§ Esercizio breve 1: Stabilisci se ciascuna affermazione concorda con il brano su cosa è sexy oggi: (a) secondo l'Oxford English Dictionary il termine "sexy" fu usato per la prima volta nel 1896; (b) Calvin Klein è tornato a sfilare dopo circa 20 anni di assenza dalla passerella; (c) Veronica Leoni ha lavorato con Phoebe Philo da Céline. Per ognuna rispondi sì o no e cita fedelmente le parole del brano che lo decidono.
-------- Brano fornito --------
Cos’è sexy, oggi

L’opera prima di Veronica Leoni per Calvin Klein è piaciuta alla stampa di settore, che le ha però consigliato di spingere l’acceleratore sul fattore sexy, cifra storica del brand. Ma il mondo è cambiato, e forse siamo cambiate anche noi. Parliamone.
Secondo l’Oxford English Dictionary, era il 1896 quando fu usato per la prima volta il termine “sexy” ( a coniarlo fu lo scrittore inglese Arnold Bennett, partendo dalla parola inglese sex, dal latino sexus). Da allora, quell’inglesismo è penetrato agevolmente in ogni altra lingua del globo terracqueo, a significare la capacità attrattiva di un oggetto o di una persona, sulla base ( spesso) della sua apparenza esteriore. Quell’aggettivo si è poi adattato a quelli che, nel corso delle decadi successive, sono stati i canoni estetici di riferimento (mai inclusivi, è il caso di specificarlo). Nella scorsa settimana, il mondo della moda è ritornato a interrogarsi parecchio su cosa è sexy, nel 2025: l’occasione è stata quella del debutto di Veronica Leoni come direttrice creativa di Calvin Klein ( il brand è tornato a sfilare in passerella dopo quasi 7 anni di assenza, alla presenza del suo fondatore, che non vedeva una collezione del suo brand, invece, da quasi 20 anni). Leoni – alunna di Jil Sander ma soprattutto di Phoebe Philo, con cui ha lavorato da Céline, e la cui lezione ha sublimato quando poi è divenuta design director del brand di riferimento della moda che legge Joan Didion e il femminismo della terza ondata, The Row – aveva anticipato in un’intervista al New York Times (Opens in a new window) che il suo obiettivo era ridefinire i confini e le possibilità di quella parola.
-------- Materiale di partenza --------
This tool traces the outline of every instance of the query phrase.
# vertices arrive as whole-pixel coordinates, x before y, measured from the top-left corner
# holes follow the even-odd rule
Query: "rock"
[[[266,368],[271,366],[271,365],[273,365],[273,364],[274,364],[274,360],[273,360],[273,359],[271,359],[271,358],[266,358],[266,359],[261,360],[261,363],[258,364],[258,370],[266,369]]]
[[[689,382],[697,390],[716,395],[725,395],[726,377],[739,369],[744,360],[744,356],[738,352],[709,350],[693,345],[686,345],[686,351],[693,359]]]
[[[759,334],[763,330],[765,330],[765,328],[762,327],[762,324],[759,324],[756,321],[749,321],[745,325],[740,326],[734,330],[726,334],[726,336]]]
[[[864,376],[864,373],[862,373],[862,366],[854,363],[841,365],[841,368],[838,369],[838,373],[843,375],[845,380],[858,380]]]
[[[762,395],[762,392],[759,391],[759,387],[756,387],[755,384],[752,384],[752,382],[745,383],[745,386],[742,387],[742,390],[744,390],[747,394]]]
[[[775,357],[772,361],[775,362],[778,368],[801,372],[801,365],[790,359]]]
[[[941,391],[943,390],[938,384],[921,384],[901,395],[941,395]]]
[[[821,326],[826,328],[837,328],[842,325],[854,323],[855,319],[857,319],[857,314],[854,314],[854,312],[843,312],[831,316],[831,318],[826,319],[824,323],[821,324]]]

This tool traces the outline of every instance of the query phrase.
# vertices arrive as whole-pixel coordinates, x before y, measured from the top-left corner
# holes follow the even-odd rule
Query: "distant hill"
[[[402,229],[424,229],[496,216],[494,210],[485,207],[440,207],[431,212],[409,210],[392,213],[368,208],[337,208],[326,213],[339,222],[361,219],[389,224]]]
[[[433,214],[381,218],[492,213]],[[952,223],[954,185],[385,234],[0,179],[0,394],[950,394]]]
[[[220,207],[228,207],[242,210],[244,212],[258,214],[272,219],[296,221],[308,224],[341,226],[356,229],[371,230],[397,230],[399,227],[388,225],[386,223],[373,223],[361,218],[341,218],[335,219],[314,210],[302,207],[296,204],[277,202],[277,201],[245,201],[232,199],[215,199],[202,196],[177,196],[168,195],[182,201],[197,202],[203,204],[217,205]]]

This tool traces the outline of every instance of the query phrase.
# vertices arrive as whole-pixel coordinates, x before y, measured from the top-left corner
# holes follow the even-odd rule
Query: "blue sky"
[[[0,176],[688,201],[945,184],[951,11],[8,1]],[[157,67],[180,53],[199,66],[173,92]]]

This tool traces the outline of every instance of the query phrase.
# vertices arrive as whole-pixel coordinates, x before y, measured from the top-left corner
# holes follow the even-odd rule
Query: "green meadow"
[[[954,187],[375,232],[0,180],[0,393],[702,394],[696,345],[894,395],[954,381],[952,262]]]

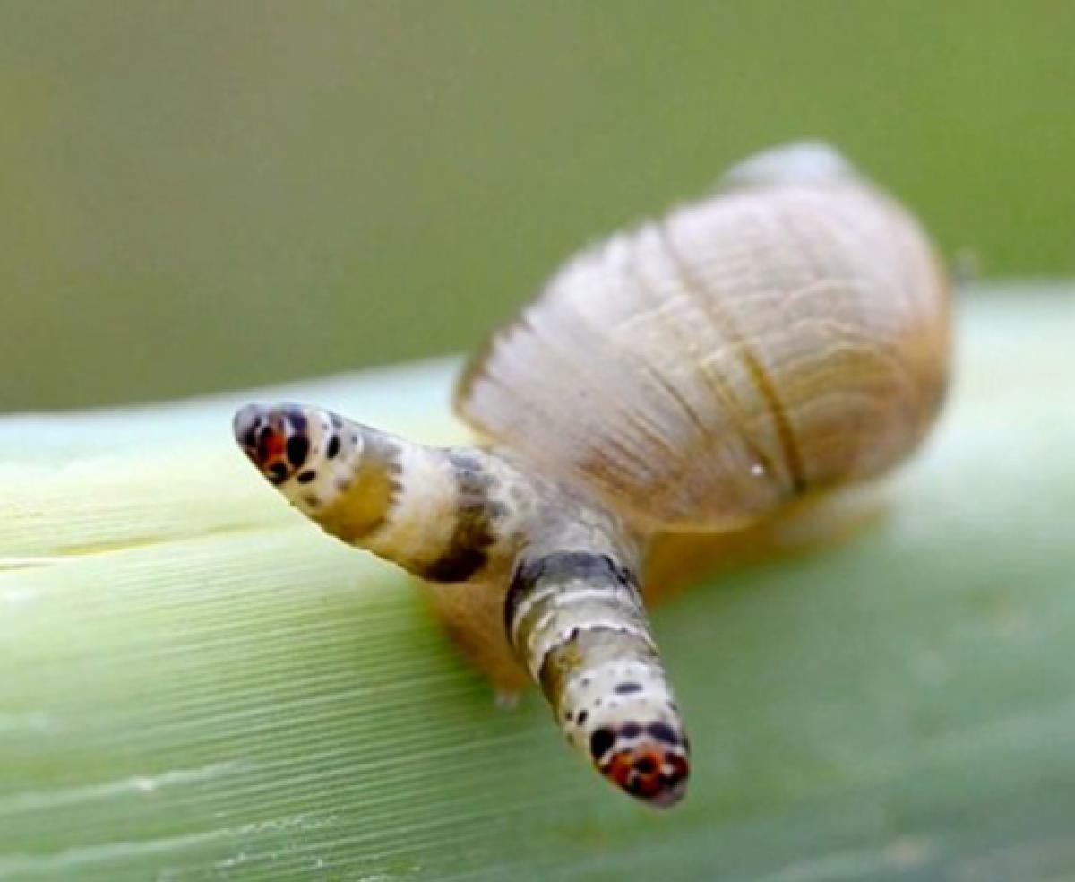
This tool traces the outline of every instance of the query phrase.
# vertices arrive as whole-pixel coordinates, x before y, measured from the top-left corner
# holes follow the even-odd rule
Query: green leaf
[[[428,441],[454,362],[0,421],[0,879],[1030,879],[1075,866],[1075,289],[961,304],[852,540],[655,614],[682,807],[515,712],[233,447],[250,398]]]

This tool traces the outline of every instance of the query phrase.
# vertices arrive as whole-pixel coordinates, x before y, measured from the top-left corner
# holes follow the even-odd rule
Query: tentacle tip
[[[307,425],[303,410],[295,404],[246,404],[231,422],[243,453],[273,484],[286,481],[305,460],[310,451]]]
[[[625,727],[629,731],[632,728],[630,724]],[[690,773],[684,743],[647,736],[628,738],[630,743],[613,745],[600,759],[594,756],[598,770],[620,789],[655,808],[671,808],[679,802],[687,793]]]

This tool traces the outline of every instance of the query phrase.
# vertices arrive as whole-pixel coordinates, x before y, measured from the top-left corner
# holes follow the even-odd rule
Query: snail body
[[[688,742],[643,609],[655,537],[721,534],[873,478],[927,435],[947,284],[915,219],[823,145],[583,252],[465,371],[484,439],[439,450],[249,406],[241,445],[328,532],[432,587],[504,687],[651,805]]]

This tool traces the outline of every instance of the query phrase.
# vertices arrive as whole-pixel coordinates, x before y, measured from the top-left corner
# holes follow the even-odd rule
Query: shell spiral
[[[794,145],[570,260],[461,415],[647,529],[721,529],[884,471],[944,396],[949,296],[915,218]]]

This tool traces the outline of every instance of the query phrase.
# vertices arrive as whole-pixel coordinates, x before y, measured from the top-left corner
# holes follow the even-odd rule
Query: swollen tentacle
[[[319,408],[252,404],[234,429],[262,474],[327,532],[434,589],[473,588],[471,610],[501,604],[505,630],[483,635],[484,654],[514,652],[607,779],[651,805],[679,800],[687,739],[619,518],[508,454],[427,447]],[[457,614],[449,627],[470,618],[464,607]]]
[[[590,551],[524,557],[504,612],[508,639],[568,740],[632,796],[677,802],[687,738],[634,560]]]

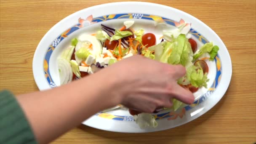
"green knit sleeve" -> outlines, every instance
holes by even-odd
[[[37,144],[26,116],[15,97],[0,91],[0,144]]]

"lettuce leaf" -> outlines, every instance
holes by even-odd
[[[155,117],[150,114],[141,113],[138,115],[133,115],[135,122],[141,128],[150,127],[155,128],[157,126],[157,123]]]
[[[178,36],[171,51],[171,55],[168,58],[168,63],[177,64],[180,63],[181,57],[186,40],[185,35],[181,34]]]
[[[213,47],[213,45],[212,42],[207,43],[204,44],[200,48],[200,50],[198,52],[194,55],[193,57],[193,61],[195,61],[203,54],[211,52]]]
[[[120,31],[116,29],[115,34],[110,38],[110,41],[118,40],[122,38],[133,35],[133,33],[129,31]]]
[[[92,54],[87,48],[81,48],[78,51],[75,52],[75,54],[79,59],[85,60],[87,58],[89,55]]]
[[[157,61],[160,61],[160,58],[162,56],[163,51],[164,49],[163,45],[165,45],[167,42],[163,42],[156,45],[152,46],[148,48],[150,51],[155,51],[155,59]]]
[[[211,51],[209,54],[210,54],[210,61],[213,61],[214,59],[214,58],[217,55],[217,53],[218,53],[218,51],[219,51],[219,47],[217,45],[214,45]]]
[[[173,99],[173,106],[172,108],[173,111],[176,111],[177,109],[179,109],[181,105],[182,105],[182,103],[181,101],[177,100],[175,99]]]
[[[75,49],[75,46],[70,45],[67,49],[65,49],[61,53],[61,58],[64,59],[69,61],[71,59],[72,54]]]
[[[121,48],[122,51],[122,56],[119,56],[119,48],[116,47],[113,51],[113,53],[117,56],[121,56],[122,57],[124,56],[125,55],[128,51],[129,51],[129,48]]]
[[[78,40],[76,38],[74,38],[71,40],[71,45],[75,46],[78,43]]]
[[[209,81],[207,73],[204,75],[203,70],[200,67],[191,66],[187,70],[186,76],[192,85],[196,88],[203,86],[207,88],[207,83]]]
[[[80,73],[80,71],[79,71],[79,67],[76,61],[74,60],[72,60],[69,61],[69,63],[71,64],[71,68],[72,68],[72,71],[73,72],[78,78],[81,78],[81,74]]]
[[[134,32],[134,34],[136,36],[135,40],[138,40],[139,42],[141,43],[142,41],[142,35],[144,34],[144,30],[140,29]]]

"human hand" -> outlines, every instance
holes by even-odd
[[[181,65],[136,55],[104,69],[101,72],[116,80],[111,94],[129,108],[151,113],[157,108],[171,107],[172,98],[187,104],[194,101],[193,94],[177,83],[186,73]]]

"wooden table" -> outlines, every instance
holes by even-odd
[[[126,1],[126,0],[123,0]],[[80,125],[54,144],[252,144],[256,142],[256,1],[141,0],[180,9],[211,27],[225,44],[233,74],[227,93],[208,112],[181,126],[148,133],[112,133]],[[34,52],[55,24],[77,11],[119,0],[0,0],[0,90],[37,91]]]

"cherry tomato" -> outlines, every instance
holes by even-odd
[[[193,53],[195,53],[195,52],[197,51],[197,42],[196,42],[195,40],[191,38],[189,39],[189,42],[190,43],[190,45],[191,45],[191,48],[192,48]]]
[[[141,113],[141,112],[139,112],[137,110],[132,109],[129,109],[129,112],[130,112],[130,114],[131,115],[137,115],[138,114],[139,114]]]
[[[194,64],[194,65],[201,67],[203,70],[203,72],[204,74],[206,72],[208,73],[209,72],[209,68],[208,67],[208,65],[207,65],[207,64],[206,64],[206,63],[204,61],[196,61],[195,62],[195,64]]]
[[[142,36],[142,44],[144,45],[147,45],[147,48],[155,45],[155,36],[152,33],[147,33]]]
[[[133,34],[133,31],[131,30],[131,29],[125,29],[124,30],[123,30],[123,31],[129,31],[131,32],[131,33],[133,33],[133,35],[131,35],[130,36],[126,37],[124,37],[124,39],[125,40],[129,40],[129,37],[130,38],[134,38],[134,34]]]
[[[108,39],[105,40],[105,46],[108,49],[113,50],[118,44],[118,42],[116,40],[113,40],[112,42]]]
[[[197,91],[197,90],[198,90],[198,88],[196,88],[194,86],[189,85],[189,91],[190,91],[192,93],[194,93]]]

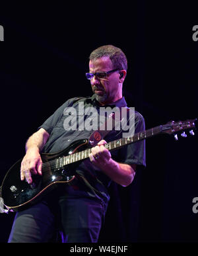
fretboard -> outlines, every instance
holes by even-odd
[[[135,134],[133,137],[121,138],[119,140],[116,140],[108,142],[104,145],[104,147],[108,150],[114,150],[119,148],[123,147],[131,143],[137,142],[142,140],[152,137],[162,132],[162,126],[156,126],[149,130],[147,130]],[[57,165],[58,168],[63,167],[64,165],[77,162],[78,161],[85,159],[89,157],[91,153],[91,148],[87,148],[85,150],[74,153],[71,155],[63,156],[58,158]]]

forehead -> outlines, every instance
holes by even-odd
[[[109,57],[102,57],[89,62],[89,70],[92,72],[106,71],[112,68],[112,62]]]

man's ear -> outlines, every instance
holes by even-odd
[[[125,76],[127,75],[127,71],[125,69],[122,69],[119,71],[119,82],[123,83],[124,81],[124,79],[125,78]]]

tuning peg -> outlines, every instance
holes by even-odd
[[[187,134],[185,134],[185,132],[182,132],[182,134],[181,134],[181,136],[183,137],[183,138],[186,138],[187,137]]]

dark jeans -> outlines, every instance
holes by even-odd
[[[45,201],[18,212],[9,243],[47,243],[61,231],[63,243],[96,243],[104,221],[105,209],[89,198],[65,198],[57,204]]]

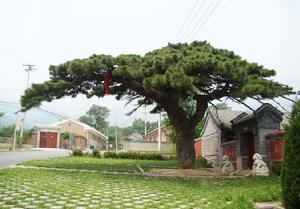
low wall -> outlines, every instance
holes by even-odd
[[[175,144],[161,143],[160,151],[170,152],[175,149]],[[127,151],[134,152],[156,152],[158,150],[157,142],[128,142]]]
--------
§ Esercizio breve 2: Ricopia dai record le righe che vanno da quella che contiene "dark jeans -> outlines, every instance" fino alla fine dei record, estremi inclusi, tralasciando le immagini.

§ Risposta corretta 1:
(a) Sì: «era il 1896 quando fu usato per la prima volta il termine “sexy”»
(b) No: «il brand è tornato a sfilare in passerella dopo quasi 7 anni di assenza»
(c) Sì: «Phoebe Philo, con cui ha lavorato da Céline»

§ Risposta corretta 2:
dark jeans -> outlines, every instance
holes by even-odd
[[[45,201],[18,212],[9,243],[47,243],[61,231],[63,243],[96,243],[104,221],[105,209],[89,198],[65,198],[57,204]]]

low wall -> outlines, every instance
holes by even-odd
[[[175,144],[161,143],[160,151],[170,152],[175,149]],[[127,151],[134,152],[156,152],[158,150],[157,142],[128,142]]]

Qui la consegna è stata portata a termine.